Goal of the exercise: Starting at the line containing "tag the brown" and continuing through the end of the entries, rewrite those lines with "khaki" swapped for "tan" and nothing else altered.

## START Material for this exercise

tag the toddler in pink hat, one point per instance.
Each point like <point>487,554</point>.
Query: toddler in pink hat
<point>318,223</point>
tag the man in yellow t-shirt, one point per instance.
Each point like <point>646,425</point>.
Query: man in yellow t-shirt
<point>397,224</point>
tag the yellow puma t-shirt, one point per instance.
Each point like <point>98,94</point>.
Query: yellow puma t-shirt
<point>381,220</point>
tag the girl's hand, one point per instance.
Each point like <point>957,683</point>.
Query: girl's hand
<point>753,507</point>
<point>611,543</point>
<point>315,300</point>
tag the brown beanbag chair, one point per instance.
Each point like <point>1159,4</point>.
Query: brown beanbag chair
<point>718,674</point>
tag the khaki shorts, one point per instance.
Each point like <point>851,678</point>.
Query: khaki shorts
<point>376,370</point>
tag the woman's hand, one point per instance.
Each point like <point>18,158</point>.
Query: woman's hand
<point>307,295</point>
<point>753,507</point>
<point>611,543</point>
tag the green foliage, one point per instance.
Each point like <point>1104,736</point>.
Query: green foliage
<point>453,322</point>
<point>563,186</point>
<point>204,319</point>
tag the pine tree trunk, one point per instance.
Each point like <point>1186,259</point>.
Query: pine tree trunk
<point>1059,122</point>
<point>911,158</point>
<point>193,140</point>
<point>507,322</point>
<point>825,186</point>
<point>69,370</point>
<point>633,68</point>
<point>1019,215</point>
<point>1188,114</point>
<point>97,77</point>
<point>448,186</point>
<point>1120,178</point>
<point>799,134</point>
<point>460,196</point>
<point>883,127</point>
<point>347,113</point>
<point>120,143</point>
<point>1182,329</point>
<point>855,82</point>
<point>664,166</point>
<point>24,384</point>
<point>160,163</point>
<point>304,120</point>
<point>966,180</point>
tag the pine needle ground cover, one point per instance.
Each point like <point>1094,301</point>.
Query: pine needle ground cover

## END Material for this exercise

Exercise solution:
tag the brown beanbag chair, one point per instance.
Each point like <point>1159,4</point>.
Query: brown beanbag chair
<point>718,674</point>
tag the tan shorts, one point per instance.
Each point like <point>851,678</point>.
Query: tan shorts
<point>376,370</point>
tag the woman's hand, one point per instance.
Each point like <point>18,158</point>.
Query: woman's hand
<point>307,295</point>
<point>753,507</point>
<point>611,543</point>
tag the green foliage, one point per instance.
Each point like <point>1104,736</point>.
Query: green foliage
<point>453,322</point>
<point>563,186</point>
<point>204,319</point>
tag the pine tree trunk, one point per instance.
Each point like <point>1186,259</point>.
Query: pine tree trunk
<point>1059,122</point>
<point>911,158</point>
<point>193,140</point>
<point>507,322</point>
<point>825,186</point>
<point>69,370</point>
<point>633,68</point>
<point>1019,215</point>
<point>1188,114</point>
<point>97,77</point>
<point>448,186</point>
<point>1120,178</point>
<point>799,134</point>
<point>460,196</point>
<point>883,127</point>
<point>347,113</point>
<point>120,143</point>
<point>1182,329</point>
<point>855,82</point>
<point>664,166</point>
<point>24,384</point>
<point>160,163</point>
<point>304,120</point>
<point>966,180</point>
tag the pine needle ground cover, one point per instance.
Each point like <point>1094,301</point>.
Query: pine needle ground cover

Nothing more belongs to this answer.